_TASK PROMPT:_ Reproduce the following lines verbatim, from the first to the last.

* Start SOURCE RECORDS *

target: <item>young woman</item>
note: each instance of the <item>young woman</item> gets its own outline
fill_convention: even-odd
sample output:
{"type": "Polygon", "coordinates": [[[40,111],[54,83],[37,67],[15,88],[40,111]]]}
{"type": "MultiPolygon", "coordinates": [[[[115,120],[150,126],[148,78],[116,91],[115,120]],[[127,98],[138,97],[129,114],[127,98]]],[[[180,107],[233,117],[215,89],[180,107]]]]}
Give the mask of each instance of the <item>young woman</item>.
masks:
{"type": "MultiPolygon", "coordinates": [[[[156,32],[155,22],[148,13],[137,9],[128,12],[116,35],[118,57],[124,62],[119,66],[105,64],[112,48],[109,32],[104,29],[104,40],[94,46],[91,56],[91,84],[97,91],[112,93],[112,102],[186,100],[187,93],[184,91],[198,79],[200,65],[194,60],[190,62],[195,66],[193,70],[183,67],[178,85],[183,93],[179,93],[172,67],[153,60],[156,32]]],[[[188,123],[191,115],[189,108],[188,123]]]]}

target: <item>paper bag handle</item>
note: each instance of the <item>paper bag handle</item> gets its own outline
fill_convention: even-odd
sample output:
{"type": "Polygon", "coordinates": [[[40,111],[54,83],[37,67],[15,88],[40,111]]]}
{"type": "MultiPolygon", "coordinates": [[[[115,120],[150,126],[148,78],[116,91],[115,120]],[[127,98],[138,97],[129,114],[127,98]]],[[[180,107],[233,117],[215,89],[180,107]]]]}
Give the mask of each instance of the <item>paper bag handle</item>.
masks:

* End SOURCE RECORDS *

_RESPONSE TO THIS TASK:_
target: <item>young woman</item>
note: each instance of the <item>young woman</item> gets its own outline
fill_convention: even-odd
sample output:
{"type": "Polygon", "coordinates": [[[40,111],[54,83],[37,67],[15,88],[40,111]]]}
{"type": "MultiPolygon", "coordinates": [[[[115,120],[150,126],[148,78],[116,91],[115,120]],[[127,98],[138,97],[129,114],[127,98]]],[[[180,107],[233,117],[215,89],[180,107]]]]}
Give the mask of each instance of the <item>young woman</item>.
masks:
{"type": "MultiPolygon", "coordinates": [[[[156,32],[155,22],[148,13],[137,9],[128,12],[116,35],[118,57],[124,62],[119,66],[105,64],[112,48],[109,32],[104,29],[104,40],[94,46],[91,56],[91,84],[97,91],[112,93],[112,102],[186,100],[187,93],[184,91],[198,79],[200,65],[194,60],[190,62],[195,66],[193,70],[183,67],[178,85],[183,93],[179,93],[172,67],[153,60],[156,32]]],[[[188,123],[191,115],[189,108],[188,123]]]]}

target: <item>paper bag handle</item>
note: each instance of the <item>paper bag handle</item> gets its own outline
fill_convention: even-odd
sample output:
{"type": "Polygon", "coordinates": [[[40,111],[54,83],[37,67],[15,88],[40,111]]]}
{"type": "MultiPolygon", "coordinates": [[[[115,120],[150,126],[148,78],[116,91],[115,120]],[[127,98],[138,97],[129,114],[127,98]]],[[[180,107],[233,117],[215,89],[180,107]]]]}
Give the mask of each instance of the <item>paper bag handle</item>.
masks:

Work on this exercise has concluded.